■ Given request
Return the records in full, exactly as given.

■ Stored data
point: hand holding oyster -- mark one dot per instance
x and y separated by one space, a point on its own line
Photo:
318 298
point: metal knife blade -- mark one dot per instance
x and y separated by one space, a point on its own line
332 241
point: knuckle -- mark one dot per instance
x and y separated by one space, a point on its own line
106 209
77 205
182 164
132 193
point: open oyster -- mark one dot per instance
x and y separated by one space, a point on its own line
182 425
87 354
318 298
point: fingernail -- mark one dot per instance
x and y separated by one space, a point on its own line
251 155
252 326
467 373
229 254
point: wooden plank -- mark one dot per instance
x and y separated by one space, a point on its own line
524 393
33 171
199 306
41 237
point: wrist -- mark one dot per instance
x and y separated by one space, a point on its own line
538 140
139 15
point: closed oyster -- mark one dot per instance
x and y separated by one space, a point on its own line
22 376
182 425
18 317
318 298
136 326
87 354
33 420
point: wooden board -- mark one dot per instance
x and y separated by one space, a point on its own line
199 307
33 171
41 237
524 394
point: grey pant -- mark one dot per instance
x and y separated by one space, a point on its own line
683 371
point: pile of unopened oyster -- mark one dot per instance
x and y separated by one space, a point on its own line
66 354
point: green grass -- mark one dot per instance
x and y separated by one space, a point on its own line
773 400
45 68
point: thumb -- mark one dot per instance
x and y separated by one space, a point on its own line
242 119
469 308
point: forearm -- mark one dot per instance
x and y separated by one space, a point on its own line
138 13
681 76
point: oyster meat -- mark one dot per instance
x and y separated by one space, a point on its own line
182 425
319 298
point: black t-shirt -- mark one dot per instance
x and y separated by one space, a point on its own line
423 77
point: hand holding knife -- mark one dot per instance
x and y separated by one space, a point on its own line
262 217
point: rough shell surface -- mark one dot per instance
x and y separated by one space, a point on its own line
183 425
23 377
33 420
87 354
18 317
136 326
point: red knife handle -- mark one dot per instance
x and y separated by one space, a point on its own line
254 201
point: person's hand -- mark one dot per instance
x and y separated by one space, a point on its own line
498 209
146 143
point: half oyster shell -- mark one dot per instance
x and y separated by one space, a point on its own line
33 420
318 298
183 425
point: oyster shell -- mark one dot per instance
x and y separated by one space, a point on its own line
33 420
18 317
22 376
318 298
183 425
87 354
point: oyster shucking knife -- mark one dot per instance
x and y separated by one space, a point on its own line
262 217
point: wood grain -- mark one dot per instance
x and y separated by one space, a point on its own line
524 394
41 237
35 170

■ Result below
point: hand holding oyster -- mark one dot per instance
x and y separated by one space, a point on its own line
Photo:
318 298
point: metal knife blade -- mark one dot per instance
x and y separated by one space, a point on its own line
332 241
point: knuckle -- mark one dot per instance
x and y separated by one space, a point on its own line
106 209
77 205
182 164
132 193
point: open oyster -- mark one dot per instance
x and y separated by one space, a point on its own line
182 425
87 354
318 298
point: fingernail -- mark one dot per instance
x and y separated by one space, a point on its own line
251 155
252 326
467 373
229 254
point: wooden plank -- mark one dot per instance
x and y separated by one space, a point on its own line
524 393
33 171
199 306
41 237
point: wrist -- mark one dot per instance
x and y separated by one space, a point on its own line
538 140
139 15
point: closed oyster -- mark one dot per instance
x and y separated by one space, a point on its own line
22 376
182 425
18 317
318 298
136 326
87 354
33 420
point: wooden board -- mark one dot per instance
x and y separated by one space, a point on its own line
199 307
33 171
41 237
524 394
point: grey pant -- mark one dot per instance
x and y separated by one space, a point on its own line
683 371
point: pile of unopened oyster -- mark one dot per instance
x and y separated by one space, a point on its own line
66 354
point: green grass -- mark one dot per instance
x and y separated by one space, a point on its own line
773 400
45 68
point: thumb -- mark one dot per instance
x and y separated by one space, a point on its own line
242 119
469 308
point: forearm -- mark one dot per instance
x and y separated by one space, a point on its own line
138 13
681 76
point: oyster meat -- mark one dot per instance
x and y separated by one space, a point on its own line
182 425
319 298
point: black t-shirt -- mark one dot per instance
x and y separated by one space, a point on its own line
423 77
point: hand holding knife -- mark one dot per instance
x and y separated by one space, a point on its own line
262 217
point: rough shell surface -- mark one dot per instance
x and y separated by one space, a point on its own line
183 425
23 377
33 420
87 354
18 317
136 326
point: red knife handle -- mark one dot per instance
x and y separated by one space, a point on its own line
254 201
point: person's hand -- mark one dot per instance
x and y separated by one space, a point on its own line
498 209
146 143
point: half oyster shell -- mark one dot per instance
x and y separated by one space, a point on its own line
33 420
318 298
183 425
point: oyster shell -- mark one dot per instance
x and y separated by one space, a point on its own line
33 420
18 317
22 376
318 298
183 425
87 354
point: oyster shucking knife -- mark one dot per instance
x and y separated by one space, a point on its own line
262 217
point: wood grain -- mark one dot per instance
x and y separated by one space, a point on its own line
524 394
41 237
35 170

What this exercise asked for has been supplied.